**WHAT NEEDS TO BE DONE:**
The records that follow must be printed exactly as they are.

[Stored data entries]

"""

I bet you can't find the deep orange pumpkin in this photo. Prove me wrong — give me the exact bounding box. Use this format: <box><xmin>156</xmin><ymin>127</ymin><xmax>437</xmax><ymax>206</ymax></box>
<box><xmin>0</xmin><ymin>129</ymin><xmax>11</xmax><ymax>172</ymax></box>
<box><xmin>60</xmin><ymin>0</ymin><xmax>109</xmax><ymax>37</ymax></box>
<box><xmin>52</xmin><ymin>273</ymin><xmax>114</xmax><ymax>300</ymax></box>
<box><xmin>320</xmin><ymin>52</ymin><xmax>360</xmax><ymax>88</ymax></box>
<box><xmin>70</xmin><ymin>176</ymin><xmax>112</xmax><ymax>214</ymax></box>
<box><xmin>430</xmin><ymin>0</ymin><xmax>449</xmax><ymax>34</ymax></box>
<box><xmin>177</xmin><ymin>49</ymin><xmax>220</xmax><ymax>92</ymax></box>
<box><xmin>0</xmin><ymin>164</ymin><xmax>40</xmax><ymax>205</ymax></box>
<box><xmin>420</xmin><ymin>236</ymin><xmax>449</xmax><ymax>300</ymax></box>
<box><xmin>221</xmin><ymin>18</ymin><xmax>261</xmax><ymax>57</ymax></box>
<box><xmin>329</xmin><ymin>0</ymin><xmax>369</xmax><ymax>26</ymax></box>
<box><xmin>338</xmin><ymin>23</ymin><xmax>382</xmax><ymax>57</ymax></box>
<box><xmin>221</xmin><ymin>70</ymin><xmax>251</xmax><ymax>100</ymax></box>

"""

**RESPONSE TO THIS EXERCISE:**
I bet you can't find the deep orange pumpkin in this photo. Prove me wrong — give me the exact bounding box. Use this format: <box><xmin>156</xmin><ymin>127</ymin><xmax>437</xmax><ymax>206</ymax></box>
<box><xmin>0</xmin><ymin>129</ymin><xmax>11</xmax><ymax>172</ymax></box>
<box><xmin>60</xmin><ymin>0</ymin><xmax>109</xmax><ymax>37</ymax></box>
<box><xmin>52</xmin><ymin>273</ymin><xmax>114</xmax><ymax>300</ymax></box>
<box><xmin>320</xmin><ymin>52</ymin><xmax>360</xmax><ymax>88</ymax></box>
<box><xmin>70</xmin><ymin>176</ymin><xmax>112</xmax><ymax>214</ymax></box>
<box><xmin>430</xmin><ymin>0</ymin><xmax>449</xmax><ymax>34</ymax></box>
<box><xmin>177</xmin><ymin>49</ymin><xmax>220</xmax><ymax>92</ymax></box>
<box><xmin>0</xmin><ymin>164</ymin><xmax>40</xmax><ymax>205</ymax></box>
<box><xmin>420</xmin><ymin>236</ymin><xmax>449</xmax><ymax>300</ymax></box>
<box><xmin>221</xmin><ymin>18</ymin><xmax>261</xmax><ymax>57</ymax></box>
<box><xmin>329</xmin><ymin>0</ymin><xmax>369</xmax><ymax>26</ymax></box>
<box><xmin>338</xmin><ymin>23</ymin><xmax>382</xmax><ymax>57</ymax></box>
<box><xmin>221</xmin><ymin>70</ymin><xmax>251</xmax><ymax>100</ymax></box>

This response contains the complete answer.